It is known that heavy oil deposits respond favourably to thermal stimulation and their recovery is thereby greatly enhanced as described above. In certain circumstances because the amount of energy required to achieve minimum recovery objectives set at any particular time and/or for any particular site, insufficient energy may be left for production of sufficient hydrogen to desulphurize all of the separated light oil fractions. In such a case, a proportion of the recovered heavy oil-water mixture may be stored temporarily or the residual feedstock to the gasifiers 4 may be supplemented with a small part of the recovered heavy oil-water mixture which would otherwise be processed to light oil. This latter procedure can be followed as long as the net cost of production of light oil (and heavy water where produced) are competitive with other heavy oil recovery and processing systems and the quantity of light oil produced meets acceptable criteria for a net yield of light oil from the natural hydrocarbon resource.
Alternatively, where supplies of coal are economically available to be shipped in, or are available for surface mining near the central plant using electric power generated in process, coal in slurried form can be used to supplement the residual feedstock to the gasifier units 4. This would obviate the need for any use of part of the heavy oil-water mixture as feed to the gasifiers thereby making more heavy oil available for hydrocracking and increasing the yield of light oils. This use of coal would increase the yield of light oil in an increment comparable to what could be extracted from the coal by liquifying it in a separate process.

### Record excerpts
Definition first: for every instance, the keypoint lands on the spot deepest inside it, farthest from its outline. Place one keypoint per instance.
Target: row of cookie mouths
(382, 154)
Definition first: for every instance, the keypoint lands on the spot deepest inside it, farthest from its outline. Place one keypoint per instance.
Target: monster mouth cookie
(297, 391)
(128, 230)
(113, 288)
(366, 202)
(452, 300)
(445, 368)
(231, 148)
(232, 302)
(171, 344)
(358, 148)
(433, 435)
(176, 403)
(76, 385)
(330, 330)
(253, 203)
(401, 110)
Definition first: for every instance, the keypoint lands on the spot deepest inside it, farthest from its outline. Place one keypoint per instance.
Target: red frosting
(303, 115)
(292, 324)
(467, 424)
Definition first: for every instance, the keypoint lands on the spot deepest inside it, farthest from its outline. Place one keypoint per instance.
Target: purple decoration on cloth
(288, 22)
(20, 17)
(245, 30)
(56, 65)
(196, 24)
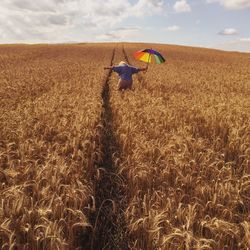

### Tasks
1/ Print the passage of the heavy oil recovery text starting with "Alternatively, where supplies" and going on through "a separate process.", copying it word for word.
2/ Carry on the heavy oil recovery text from the point where it stops.

### Responses by task
1/
Alternatively, where supplies of coal are economically available to be shipped in, or are available for surface mining near the central plant using electric power generated in process, coal in slurried form can be used to supplement the residual feedstock to the gasifier units 4. This would obviate the need for any use of part of the heavy oil-water mixture as feed to the gasifiers thereby making more heavy oil available for hydrocracking and increasing the yield of light oils. This use of coal would increase the yield of light oil in an increment comparable to what could be extracted from the coal by liquifying it in a separate process.

2/
Hence where the energy balance of any particular plant requires that the quantity of residaul feedstock fed to the gasifier units be supplemented this can be accomplished using a small percentage of the heavy oil-water mixture or by using coal. In doing so this will not disrupt the favourable economics of the process invention as this additional thermal energy is produced at very low cost because of the high thermal efficiency of the process in comparison with the cost of otherwise purchasing electric power or fuels for use in the processing system, or methane or propane for underground stimulation of producing hydrogen.
It will be appreciated from the foregoing that the invention can take other forms consistent with utilizing the above described process steps to thereby achieve enhanced recovery and refining of less conventional hydrocarbon resources in an economical, essentially energy self-sufficient process. It is important to the process invention that the residual hydrocarbons remaining after upgrading are used to generate thermal energy which in turn is utilized to generate various forms of energy including electric power for the electrolytic separation of hydrogen and oxygen, the hydrogen being used to carry out its most valuable function of hydrotreating to achieve sulphur removal and upgrading.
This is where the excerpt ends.